> _Given passage_:
::::
Queens Museum, New York

June 27, 2026–Jan. 31, 2027

Sonia Boyce’s art has always been driven by collaboration and community, and her new show at the Queens Museum in New York is no exception. Boyce organized two days of events at the museum, bringing together locals, artists, educators, and the American activist group and choir Resistance Revival Chorus to interact through movement and song. She documented those encounters with photographs, film, and interviews, turning it into an immersive installation that places the visitor in the heart of a powerful, celebratory experience. You can catch echoes of her Golden Lion–winning work made for the British pavilion at the 2022 Venice Biennale, including her signature tessellating wallpaper and video works centering Black female musicians. It’s her first museum show in the U.S., after Hauser & Wirth gave her a solo exhibition at the gallery’s Chelsea location in September 2025. Catch her in the States while you can; next year she’ll be back in the U.K. as Tate Britain honors her 40-year career with a major survey.


Pierre Huyghe

“Uumwelt”
::::
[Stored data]

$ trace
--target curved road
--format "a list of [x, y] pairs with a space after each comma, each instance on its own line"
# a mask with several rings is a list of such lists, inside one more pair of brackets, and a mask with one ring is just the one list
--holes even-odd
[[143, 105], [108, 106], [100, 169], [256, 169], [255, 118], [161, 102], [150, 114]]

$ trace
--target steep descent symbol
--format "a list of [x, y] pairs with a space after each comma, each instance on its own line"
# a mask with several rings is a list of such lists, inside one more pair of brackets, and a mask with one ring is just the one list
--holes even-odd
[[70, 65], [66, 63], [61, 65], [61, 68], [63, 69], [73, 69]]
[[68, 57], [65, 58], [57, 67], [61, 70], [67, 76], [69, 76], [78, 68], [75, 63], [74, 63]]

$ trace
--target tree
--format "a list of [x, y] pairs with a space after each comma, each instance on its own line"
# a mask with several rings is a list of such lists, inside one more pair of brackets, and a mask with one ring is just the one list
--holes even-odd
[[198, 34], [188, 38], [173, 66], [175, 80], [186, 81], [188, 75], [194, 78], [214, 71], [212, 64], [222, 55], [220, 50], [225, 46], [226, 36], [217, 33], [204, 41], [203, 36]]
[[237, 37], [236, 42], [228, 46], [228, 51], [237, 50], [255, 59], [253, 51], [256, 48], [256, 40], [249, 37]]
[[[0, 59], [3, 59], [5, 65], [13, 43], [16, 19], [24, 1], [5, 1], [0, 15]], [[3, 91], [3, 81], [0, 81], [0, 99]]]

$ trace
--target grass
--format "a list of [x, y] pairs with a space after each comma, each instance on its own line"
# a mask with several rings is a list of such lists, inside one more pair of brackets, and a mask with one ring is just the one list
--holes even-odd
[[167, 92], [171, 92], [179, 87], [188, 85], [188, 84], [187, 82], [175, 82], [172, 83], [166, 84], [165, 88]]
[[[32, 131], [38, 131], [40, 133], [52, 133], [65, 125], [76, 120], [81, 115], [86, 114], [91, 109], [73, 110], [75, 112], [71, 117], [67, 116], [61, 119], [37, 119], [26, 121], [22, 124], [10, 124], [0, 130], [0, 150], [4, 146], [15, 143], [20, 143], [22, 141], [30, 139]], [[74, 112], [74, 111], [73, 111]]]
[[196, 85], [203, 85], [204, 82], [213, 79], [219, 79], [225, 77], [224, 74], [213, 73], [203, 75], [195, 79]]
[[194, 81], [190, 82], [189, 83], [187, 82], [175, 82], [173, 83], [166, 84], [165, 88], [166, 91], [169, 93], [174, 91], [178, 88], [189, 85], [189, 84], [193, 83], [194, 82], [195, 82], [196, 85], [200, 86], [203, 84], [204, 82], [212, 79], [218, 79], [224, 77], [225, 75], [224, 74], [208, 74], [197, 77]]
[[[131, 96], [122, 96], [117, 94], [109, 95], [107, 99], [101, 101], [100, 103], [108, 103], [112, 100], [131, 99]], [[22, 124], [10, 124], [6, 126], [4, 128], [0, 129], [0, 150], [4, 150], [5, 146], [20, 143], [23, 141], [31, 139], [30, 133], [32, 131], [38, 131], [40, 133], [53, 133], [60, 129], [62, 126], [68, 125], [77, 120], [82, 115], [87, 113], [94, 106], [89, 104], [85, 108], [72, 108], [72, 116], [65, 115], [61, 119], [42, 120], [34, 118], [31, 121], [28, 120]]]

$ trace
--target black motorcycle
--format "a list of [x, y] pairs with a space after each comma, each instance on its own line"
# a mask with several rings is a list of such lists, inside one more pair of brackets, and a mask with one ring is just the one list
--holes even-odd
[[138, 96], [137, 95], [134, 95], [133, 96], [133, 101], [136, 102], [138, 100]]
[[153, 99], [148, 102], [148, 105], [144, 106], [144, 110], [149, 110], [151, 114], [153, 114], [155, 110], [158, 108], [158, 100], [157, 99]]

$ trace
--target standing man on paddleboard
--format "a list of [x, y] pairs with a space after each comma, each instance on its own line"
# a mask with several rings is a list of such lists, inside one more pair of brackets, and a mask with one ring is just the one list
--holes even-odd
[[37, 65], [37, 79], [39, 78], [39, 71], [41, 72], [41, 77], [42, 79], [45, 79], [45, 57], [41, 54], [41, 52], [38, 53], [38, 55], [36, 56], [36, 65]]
::::
> _Job A_: In the piece about Sonia Boyce's Queens Museum show, which American activist group and choir took part in the events she organized?
> _Job B_:
Decide whether each statement agrees with the piece about Sonia Boyce's Queens Museum show, and back up each yes or no with the words from the piece that settle it:
(i) The Queens Museum show is Boyce's first museum show in the U.S.
(ii) Hauser & Wirth gave Boyce a solo exhibition at its Chelsea location in September 2024.
(iii) Tate Britain plans a survey honoring Boyce's 30-year career.
> _Job C_: Carry on the art show listing that features Sonia Boyce, picking up right after the last line it shows.
These records have nothing to do with the work here.

> _Written reply A_: The Resistance Revival Chorus.

> _Written reply B_:
(i) Yes: "It’s her first museum show in the U.S."
(ii) No: "Hauser & Wirth gave her a solo exhibition at the gallery’s Chelsea location in September 2025."
(iii) No: "Tate Britain honors her 40-year career with a major survey."

> _Written reply C_:
The Museum of Modern Art, New York City

Through Nov. 29

Pierre Huyghe’s works have been described as “speculative fiction,” but as we all know, the use of AI has stepped well past speculation and into everyday life—including the art world. For his “Uumwelt” series, he first asked participants to imagine a set of images, before using a neural network—a machine learning model—to collect data from these participants’ fMRI brain scans. That data could then generate pictures based on their brain activity, a kind of imagined reconstruction of their thoughts.

It’s not just the people behind the artworks who are being tracked: In the exhibition itself, a sensor picks up on museum visitors’ gazes, which then activates the work. Huyghe has called it “a collective production of imagination between two kinds of intelligences.” It echoes another major opening happening on the other side of the U.S.: the vast, 25,000-square-foot, immersive and multisensory AI arts museum—a world first—DATALAND in Los Angeles. Founded by artist Refik Anadol, the museum makes an even more conspicuous use of visitor data, via wearable tech that tracks their biometrics. It truly is a brave, uncanny new world, and we’re just at the beginning of it.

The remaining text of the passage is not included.